# [DIRECTIONS FOR THIS TASK]
Reproduce the listing word for word, from the line that contains "Q: Can you supply the bounding box around the double-hung" up to and including the last line of the listing.

┌──

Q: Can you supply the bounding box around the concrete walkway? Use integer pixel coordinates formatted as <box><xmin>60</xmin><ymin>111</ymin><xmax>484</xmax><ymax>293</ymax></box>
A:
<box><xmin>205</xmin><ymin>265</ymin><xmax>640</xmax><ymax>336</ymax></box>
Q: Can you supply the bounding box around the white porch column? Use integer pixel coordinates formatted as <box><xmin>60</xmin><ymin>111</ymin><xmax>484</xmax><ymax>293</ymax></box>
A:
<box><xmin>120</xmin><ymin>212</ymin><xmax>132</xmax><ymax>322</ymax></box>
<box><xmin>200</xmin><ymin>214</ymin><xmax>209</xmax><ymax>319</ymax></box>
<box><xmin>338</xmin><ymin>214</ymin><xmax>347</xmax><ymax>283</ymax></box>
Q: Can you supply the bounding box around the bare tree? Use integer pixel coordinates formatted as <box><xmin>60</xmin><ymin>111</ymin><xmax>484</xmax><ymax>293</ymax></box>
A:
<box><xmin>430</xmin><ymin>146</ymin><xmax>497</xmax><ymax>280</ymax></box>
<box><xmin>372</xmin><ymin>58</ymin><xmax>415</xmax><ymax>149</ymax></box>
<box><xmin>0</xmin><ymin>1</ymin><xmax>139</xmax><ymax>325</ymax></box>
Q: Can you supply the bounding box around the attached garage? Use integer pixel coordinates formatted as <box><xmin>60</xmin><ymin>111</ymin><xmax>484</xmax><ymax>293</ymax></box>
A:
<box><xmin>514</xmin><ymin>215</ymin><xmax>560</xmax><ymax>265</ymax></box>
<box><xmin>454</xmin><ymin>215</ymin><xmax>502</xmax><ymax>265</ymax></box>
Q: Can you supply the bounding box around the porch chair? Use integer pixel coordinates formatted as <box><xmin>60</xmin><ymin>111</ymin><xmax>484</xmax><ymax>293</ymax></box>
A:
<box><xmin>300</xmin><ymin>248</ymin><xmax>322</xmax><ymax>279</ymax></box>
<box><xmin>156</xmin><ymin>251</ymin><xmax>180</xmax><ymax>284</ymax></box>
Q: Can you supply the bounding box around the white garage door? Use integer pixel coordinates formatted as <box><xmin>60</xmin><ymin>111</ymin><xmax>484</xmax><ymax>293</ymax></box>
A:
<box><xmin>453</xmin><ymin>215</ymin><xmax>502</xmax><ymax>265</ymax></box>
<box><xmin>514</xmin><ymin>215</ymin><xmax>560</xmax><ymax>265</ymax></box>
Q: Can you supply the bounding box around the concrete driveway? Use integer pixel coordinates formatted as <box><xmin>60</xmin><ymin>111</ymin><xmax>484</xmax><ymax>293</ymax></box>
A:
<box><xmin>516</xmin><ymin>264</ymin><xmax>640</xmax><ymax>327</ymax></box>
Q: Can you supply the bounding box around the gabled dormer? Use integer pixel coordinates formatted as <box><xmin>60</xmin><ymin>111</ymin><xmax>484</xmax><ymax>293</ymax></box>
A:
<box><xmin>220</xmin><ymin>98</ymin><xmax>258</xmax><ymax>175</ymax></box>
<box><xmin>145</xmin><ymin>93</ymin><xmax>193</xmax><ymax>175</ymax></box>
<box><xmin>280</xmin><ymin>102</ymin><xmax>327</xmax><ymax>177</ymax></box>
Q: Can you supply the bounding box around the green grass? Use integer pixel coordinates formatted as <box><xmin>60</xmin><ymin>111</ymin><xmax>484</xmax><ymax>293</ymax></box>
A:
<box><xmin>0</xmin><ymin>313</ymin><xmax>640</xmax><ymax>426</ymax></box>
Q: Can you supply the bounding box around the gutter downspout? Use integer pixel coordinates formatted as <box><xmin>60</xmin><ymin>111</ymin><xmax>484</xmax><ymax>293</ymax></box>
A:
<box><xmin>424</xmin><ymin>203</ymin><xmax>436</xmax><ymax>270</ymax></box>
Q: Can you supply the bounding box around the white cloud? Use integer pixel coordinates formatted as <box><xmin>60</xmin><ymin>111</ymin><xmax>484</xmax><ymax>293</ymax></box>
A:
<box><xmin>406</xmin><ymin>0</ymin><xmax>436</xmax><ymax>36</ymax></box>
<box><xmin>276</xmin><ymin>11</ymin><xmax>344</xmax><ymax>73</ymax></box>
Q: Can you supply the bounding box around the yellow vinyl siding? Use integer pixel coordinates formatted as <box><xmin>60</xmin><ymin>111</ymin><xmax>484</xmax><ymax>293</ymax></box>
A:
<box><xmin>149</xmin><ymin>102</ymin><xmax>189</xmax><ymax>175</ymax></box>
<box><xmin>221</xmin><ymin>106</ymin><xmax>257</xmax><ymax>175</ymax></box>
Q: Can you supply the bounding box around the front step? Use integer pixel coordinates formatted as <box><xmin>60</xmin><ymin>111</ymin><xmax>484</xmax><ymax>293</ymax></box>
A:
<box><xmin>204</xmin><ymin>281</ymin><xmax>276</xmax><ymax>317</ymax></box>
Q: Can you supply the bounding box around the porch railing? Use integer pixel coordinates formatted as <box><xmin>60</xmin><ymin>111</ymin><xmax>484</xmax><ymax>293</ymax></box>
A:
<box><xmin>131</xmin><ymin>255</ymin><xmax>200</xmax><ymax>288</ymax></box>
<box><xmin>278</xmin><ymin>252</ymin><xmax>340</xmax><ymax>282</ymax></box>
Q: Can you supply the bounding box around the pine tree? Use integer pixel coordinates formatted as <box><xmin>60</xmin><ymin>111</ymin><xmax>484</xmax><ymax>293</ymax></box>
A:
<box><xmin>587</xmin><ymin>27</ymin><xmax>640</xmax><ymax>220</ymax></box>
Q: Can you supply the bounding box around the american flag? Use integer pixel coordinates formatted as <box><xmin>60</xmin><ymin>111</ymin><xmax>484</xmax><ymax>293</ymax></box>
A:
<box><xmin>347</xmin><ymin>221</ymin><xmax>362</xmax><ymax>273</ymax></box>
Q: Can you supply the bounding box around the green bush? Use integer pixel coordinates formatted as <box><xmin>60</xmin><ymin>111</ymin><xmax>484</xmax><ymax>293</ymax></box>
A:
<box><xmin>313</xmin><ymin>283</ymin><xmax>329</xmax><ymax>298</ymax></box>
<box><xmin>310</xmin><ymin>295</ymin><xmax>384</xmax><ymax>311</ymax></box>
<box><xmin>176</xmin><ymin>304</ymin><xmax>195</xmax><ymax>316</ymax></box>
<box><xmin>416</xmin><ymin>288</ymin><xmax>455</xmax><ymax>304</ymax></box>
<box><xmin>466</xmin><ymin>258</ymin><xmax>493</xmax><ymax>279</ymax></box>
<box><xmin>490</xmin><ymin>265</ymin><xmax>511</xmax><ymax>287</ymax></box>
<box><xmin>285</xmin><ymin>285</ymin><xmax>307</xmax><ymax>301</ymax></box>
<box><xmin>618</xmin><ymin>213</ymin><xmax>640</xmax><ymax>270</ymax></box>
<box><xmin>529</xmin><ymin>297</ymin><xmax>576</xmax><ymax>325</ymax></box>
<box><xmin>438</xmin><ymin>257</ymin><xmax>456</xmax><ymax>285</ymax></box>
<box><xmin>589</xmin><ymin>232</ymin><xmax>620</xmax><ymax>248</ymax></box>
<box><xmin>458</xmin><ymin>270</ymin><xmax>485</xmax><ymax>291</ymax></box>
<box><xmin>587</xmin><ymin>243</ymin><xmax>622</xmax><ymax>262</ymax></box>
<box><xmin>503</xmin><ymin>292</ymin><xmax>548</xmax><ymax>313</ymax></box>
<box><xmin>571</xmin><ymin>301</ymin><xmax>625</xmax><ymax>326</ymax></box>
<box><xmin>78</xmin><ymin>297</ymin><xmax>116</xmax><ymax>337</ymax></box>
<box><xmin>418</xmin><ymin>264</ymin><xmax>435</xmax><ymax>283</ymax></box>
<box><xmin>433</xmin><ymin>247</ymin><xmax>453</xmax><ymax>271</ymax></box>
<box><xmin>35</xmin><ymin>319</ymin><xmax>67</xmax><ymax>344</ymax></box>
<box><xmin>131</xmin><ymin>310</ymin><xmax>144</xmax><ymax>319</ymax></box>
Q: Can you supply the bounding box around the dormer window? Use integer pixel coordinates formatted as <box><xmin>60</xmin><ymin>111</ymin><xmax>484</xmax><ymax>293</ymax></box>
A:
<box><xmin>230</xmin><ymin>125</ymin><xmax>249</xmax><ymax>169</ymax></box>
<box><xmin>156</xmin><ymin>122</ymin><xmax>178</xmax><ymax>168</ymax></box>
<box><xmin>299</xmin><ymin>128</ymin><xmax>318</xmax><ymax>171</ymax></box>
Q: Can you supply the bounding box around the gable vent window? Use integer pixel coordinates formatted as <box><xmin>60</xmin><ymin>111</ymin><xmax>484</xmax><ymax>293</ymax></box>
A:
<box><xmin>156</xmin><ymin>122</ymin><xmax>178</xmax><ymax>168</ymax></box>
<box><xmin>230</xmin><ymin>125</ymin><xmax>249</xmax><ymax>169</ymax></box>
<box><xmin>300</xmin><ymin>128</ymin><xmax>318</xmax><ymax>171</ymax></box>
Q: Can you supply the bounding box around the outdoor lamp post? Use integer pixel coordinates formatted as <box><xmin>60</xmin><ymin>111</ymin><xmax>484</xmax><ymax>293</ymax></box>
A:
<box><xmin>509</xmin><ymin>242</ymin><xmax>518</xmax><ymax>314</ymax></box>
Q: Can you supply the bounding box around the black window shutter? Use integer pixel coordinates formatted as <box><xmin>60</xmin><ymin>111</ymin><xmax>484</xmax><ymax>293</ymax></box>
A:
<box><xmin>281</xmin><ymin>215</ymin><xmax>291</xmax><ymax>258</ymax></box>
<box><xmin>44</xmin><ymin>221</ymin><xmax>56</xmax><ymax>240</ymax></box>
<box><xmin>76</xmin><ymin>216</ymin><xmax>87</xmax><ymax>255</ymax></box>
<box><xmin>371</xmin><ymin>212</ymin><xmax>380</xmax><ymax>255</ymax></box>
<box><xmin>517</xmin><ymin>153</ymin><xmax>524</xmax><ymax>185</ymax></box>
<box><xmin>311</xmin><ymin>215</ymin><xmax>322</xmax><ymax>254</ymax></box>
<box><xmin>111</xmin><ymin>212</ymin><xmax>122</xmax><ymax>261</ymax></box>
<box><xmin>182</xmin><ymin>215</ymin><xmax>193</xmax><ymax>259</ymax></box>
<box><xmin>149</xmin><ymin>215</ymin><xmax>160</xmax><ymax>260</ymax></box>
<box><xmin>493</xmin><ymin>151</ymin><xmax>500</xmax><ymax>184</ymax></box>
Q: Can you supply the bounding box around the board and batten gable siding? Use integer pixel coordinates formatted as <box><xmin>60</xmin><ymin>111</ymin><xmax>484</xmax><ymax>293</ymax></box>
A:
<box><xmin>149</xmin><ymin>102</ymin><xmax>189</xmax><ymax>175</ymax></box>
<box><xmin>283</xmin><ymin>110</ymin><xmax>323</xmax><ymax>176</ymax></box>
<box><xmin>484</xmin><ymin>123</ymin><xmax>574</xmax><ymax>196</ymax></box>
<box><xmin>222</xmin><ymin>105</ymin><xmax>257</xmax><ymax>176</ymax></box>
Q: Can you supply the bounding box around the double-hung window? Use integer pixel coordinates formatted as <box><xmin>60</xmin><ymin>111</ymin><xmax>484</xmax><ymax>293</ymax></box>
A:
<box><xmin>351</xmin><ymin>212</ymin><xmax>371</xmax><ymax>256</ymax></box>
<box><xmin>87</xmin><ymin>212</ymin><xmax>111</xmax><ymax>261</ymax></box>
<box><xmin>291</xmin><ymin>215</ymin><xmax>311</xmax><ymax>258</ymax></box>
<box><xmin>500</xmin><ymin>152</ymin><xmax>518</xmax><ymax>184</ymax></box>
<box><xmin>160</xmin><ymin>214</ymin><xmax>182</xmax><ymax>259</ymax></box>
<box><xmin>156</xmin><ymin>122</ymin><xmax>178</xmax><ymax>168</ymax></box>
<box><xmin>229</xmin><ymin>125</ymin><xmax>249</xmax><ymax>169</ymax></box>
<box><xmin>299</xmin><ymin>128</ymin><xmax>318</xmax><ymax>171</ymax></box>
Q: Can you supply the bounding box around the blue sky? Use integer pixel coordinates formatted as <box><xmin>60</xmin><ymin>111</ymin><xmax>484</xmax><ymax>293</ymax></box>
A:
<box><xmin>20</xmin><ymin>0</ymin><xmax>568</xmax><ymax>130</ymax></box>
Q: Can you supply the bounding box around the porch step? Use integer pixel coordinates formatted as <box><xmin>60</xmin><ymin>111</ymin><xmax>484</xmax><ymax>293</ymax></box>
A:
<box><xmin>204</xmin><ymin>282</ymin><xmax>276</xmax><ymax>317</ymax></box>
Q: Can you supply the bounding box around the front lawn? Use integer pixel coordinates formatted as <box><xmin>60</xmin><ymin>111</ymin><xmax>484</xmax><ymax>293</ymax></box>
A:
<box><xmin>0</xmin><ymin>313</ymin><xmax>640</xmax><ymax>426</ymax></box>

└──

# [RESPONSE TO THE TASK]
Q: Can you supply the bounding box around the double-hung window? Use integer pixel coordinates formatted as <box><xmin>60</xmin><ymin>111</ymin><xmax>484</xmax><ymax>293</ymax></box>
A:
<box><xmin>351</xmin><ymin>212</ymin><xmax>371</xmax><ymax>256</ymax></box>
<box><xmin>87</xmin><ymin>212</ymin><xmax>111</xmax><ymax>261</ymax></box>
<box><xmin>291</xmin><ymin>215</ymin><xmax>311</xmax><ymax>258</ymax></box>
<box><xmin>500</xmin><ymin>152</ymin><xmax>518</xmax><ymax>184</ymax></box>
<box><xmin>160</xmin><ymin>214</ymin><xmax>182</xmax><ymax>259</ymax></box>
<box><xmin>156</xmin><ymin>122</ymin><xmax>178</xmax><ymax>168</ymax></box>
<box><xmin>229</xmin><ymin>125</ymin><xmax>249</xmax><ymax>169</ymax></box>
<box><xmin>299</xmin><ymin>128</ymin><xmax>318</xmax><ymax>171</ymax></box>
Q: Can you supply the bounding box around the blue sky? Use integer pixel coordinates formatted as <box><xmin>60</xmin><ymin>111</ymin><xmax>484</xmax><ymax>293</ymax></box>
A:
<box><xmin>20</xmin><ymin>0</ymin><xmax>568</xmax><ymax>130</ymax></box>
Q: Can you supply the bounding box around the porch step? Use integer pixel coordinates formatted as <box><xmin>60</xmin><ymin>111</ymin><xmax>484</xmax><ymax>293</ymax></box>
A:
<box><xmin>204</xmin><ymin>282</ymin><xmax>276</xmax><ymax>317</ymax></box>
Q: Can you supply the bounding box around the front lawn? Use integer pixel coordinates formatted as <box><xmin>60</xmin><ymin>111</ymin><xmax>484</xmax><ymax>293</ymax></box>
A:
<box><xmin>0</xmin><ymin>313</ymin><xmax>640</xmax><ymax>426</ymax></box>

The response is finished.